▸ **JOB**
Resize the records from the line containing "Could you mark the concrete pavement" through the end of the records, writing every line out again. Multiply each answer coordinate by 1.35 and round to whole numbers, rounding halves up, while leaving the sample coordinates unchanged.

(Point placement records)
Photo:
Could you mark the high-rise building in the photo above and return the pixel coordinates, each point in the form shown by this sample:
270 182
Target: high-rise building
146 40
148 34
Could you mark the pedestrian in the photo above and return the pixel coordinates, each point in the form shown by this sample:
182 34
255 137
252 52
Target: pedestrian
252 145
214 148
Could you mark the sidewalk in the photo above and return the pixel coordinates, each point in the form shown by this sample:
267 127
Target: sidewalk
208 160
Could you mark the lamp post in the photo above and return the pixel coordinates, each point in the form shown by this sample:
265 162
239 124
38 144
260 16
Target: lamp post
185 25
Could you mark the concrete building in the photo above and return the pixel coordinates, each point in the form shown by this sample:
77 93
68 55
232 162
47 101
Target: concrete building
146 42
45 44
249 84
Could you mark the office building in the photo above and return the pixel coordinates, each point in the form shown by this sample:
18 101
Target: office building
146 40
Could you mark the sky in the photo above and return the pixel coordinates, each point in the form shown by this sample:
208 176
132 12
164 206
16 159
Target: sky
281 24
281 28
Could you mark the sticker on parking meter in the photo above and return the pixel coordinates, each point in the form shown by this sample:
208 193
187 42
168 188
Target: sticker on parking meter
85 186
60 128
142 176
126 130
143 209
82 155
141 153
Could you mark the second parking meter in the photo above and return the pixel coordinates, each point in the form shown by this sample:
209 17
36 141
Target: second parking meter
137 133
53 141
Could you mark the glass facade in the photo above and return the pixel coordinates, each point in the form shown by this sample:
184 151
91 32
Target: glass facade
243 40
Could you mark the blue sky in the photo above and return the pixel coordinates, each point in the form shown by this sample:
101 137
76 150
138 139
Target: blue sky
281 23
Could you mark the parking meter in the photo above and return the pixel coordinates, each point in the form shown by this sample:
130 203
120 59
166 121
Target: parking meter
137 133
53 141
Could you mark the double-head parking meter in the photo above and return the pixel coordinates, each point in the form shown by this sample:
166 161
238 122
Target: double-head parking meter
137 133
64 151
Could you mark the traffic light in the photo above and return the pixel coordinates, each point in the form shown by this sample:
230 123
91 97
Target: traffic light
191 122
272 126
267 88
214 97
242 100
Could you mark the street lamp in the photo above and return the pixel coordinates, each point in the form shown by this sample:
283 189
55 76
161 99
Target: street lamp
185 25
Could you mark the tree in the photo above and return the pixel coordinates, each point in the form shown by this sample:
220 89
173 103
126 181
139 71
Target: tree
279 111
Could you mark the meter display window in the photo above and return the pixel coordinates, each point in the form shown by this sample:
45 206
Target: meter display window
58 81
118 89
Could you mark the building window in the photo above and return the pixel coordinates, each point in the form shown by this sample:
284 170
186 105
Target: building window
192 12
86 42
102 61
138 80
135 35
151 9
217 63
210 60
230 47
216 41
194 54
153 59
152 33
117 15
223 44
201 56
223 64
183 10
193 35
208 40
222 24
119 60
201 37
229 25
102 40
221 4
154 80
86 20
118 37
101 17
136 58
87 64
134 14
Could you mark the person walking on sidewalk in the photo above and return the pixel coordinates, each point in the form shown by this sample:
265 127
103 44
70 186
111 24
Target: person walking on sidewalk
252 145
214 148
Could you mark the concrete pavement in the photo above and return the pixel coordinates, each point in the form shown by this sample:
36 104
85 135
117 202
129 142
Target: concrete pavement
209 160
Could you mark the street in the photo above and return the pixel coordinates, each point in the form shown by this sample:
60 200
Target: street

▸ **WORKED ANSWER**
Could you mark the concrete pavement in the photo above and return the pixel coordinates, each point in the form shown by this sample:
36 104
85 135
117 202
129 142
Target: concrete pavement
282 216
Could you mark the street in the photo above and return the pixel coordinates, each point in the form shown by this sample:
60 200
Target: street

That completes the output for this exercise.